__DOCUMENT TEXT__
----
Collection Care blog

24 November 2016

Applications of Image Processing Software to Archival Material

Images of archival material are useful to both conservators for monitoring changes, and to researchers for detailed analysis and permanent access to collection items. Image processing allows historical documents and other collection items to be studied without the risk of damage to the primary source. The increase in digitisation projects is generating large volumes of image files that can be processed to enhance the understanding of our collections without physically handling fragile material.

ImageJ is a powerful public domain Java-based image processing package. The nature of open source software allows for the constant update and availability of new plugins and recordable macros designed for specific tasks. ImageJ’s built-in editor and a Java compiler allow for the development of custom acquisition, analysis and processing plugins. In April 2013 I presented a poster at the ICOM Graphics Documents Working Group Interim Meeting in Vienna, outlining the applications of image processing software to archival material . The full poster can be downloaded as a PDF here.


While several improvements have been made to the functionality of ImageJ since 2013, I hope this poster provides useful information to those less familiar with image processing techniques.

ImageJ was originally designed for the purpose of medical imaging by the National Institutes for Health by Wayne Rasband, but has since found applications in many fields. It can be run on any computer with a Java 5 or later virtual machine, as an online applet or as a downloadable application (Microsoft Windows, Mac OS, Mac OSX, Linux, Sharp Zaurus PDA). ImageJ offers features similar to commercially available image processing software packages such as brightness/contrast adjustment, frequency domain filtering, binarisation and particle analysis.
----
__GIVEN INFORMATION__
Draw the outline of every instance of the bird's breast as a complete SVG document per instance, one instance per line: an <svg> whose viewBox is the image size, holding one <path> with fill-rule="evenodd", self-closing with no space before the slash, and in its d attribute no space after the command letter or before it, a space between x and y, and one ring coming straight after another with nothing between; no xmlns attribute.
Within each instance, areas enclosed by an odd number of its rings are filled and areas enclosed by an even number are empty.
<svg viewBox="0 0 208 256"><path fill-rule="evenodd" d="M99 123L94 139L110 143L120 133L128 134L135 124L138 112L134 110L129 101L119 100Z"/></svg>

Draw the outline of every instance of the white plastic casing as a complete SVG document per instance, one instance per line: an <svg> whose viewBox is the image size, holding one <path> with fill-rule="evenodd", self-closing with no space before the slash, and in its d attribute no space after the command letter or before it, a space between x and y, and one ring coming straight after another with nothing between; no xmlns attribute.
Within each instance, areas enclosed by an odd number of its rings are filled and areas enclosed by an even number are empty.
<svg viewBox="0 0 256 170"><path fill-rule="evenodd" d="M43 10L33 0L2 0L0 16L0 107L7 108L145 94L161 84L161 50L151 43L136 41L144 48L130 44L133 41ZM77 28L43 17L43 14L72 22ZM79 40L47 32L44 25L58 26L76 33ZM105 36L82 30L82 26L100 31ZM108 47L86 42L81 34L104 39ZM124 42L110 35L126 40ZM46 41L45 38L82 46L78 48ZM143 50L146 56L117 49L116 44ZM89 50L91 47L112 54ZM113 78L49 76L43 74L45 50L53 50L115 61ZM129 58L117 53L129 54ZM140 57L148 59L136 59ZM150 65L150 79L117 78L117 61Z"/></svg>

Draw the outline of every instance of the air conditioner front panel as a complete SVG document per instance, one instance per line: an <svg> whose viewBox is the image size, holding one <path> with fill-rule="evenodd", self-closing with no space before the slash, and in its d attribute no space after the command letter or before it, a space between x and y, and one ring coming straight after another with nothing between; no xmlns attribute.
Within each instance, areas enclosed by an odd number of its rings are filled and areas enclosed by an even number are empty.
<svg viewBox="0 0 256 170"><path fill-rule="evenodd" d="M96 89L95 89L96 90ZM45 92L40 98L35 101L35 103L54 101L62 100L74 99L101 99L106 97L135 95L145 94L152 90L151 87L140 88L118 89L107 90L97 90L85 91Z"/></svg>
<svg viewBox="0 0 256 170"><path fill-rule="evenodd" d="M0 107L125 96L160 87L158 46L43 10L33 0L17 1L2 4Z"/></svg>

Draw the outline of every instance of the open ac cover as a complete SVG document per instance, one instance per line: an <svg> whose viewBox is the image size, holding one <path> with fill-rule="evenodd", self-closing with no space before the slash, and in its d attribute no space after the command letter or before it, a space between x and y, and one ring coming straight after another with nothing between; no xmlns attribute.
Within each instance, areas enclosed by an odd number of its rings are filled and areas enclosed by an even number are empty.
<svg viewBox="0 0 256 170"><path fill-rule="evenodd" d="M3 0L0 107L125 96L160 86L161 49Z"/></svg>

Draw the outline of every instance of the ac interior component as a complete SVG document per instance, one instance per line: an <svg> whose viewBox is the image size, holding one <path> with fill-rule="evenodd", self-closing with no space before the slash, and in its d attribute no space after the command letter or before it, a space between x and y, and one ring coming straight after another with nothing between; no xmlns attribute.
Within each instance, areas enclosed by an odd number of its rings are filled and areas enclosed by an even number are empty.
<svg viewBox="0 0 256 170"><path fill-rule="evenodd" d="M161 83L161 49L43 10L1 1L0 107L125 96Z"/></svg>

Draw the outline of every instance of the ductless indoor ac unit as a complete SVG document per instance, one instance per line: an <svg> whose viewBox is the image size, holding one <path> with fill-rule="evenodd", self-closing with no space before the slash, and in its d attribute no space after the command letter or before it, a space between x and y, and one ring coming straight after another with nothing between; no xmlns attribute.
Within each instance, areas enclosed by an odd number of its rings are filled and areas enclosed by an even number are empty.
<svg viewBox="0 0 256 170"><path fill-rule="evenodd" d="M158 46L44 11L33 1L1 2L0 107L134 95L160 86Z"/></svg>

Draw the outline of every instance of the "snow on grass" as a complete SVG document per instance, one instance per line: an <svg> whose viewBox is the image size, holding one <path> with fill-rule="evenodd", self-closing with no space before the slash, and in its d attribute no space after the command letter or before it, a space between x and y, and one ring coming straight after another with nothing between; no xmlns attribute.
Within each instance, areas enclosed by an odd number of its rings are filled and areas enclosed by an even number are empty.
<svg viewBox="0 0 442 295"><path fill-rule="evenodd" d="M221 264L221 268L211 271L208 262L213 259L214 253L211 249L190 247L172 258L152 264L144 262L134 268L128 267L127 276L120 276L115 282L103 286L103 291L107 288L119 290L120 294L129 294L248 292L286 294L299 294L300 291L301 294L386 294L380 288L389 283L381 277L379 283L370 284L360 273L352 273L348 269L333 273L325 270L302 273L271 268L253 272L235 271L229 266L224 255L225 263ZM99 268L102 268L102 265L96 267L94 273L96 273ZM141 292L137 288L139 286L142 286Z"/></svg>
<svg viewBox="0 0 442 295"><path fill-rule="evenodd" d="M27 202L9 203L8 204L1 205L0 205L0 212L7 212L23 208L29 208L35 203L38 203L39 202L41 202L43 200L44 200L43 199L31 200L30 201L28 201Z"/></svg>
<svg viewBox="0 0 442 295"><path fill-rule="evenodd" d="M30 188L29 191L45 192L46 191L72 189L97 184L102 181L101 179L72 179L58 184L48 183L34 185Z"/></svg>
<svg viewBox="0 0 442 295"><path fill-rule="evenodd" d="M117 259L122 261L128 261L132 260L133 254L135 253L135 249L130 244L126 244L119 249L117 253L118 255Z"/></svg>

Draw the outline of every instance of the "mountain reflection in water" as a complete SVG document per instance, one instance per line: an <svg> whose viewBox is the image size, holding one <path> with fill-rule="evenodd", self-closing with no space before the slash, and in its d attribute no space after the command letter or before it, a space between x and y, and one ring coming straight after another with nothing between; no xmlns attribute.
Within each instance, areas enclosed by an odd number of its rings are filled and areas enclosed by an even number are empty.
----
__EXERCISE TASKS__
a) Rewrite the blog post, starting with "24 November 2016" and going on through "handling fragile material.", with "conservators" changed to "curators".
b) Name every platform the blog post lists for running ImageJ as a downloadable application.
The rows are separate material from the blog post.

__TASK RESPONSES__
a)
24 November 2016

Applications of Image Processing Software to Archival Material

Images of archival material are useful to both curators for monitoring changes, and to researchers for detailed analysis and permanent access to collection items. Image processing allows historical documents and other collection items to be studied without the risk of damage to the primary source. The increase in digitisation projects is generating large volumes of image files that can be processed to enhance the understanding of our collections without physically handling fragile material.

b) Microsoft Windows, Mac OS, Mac OSX, Linux, Sharp Zaurus PDA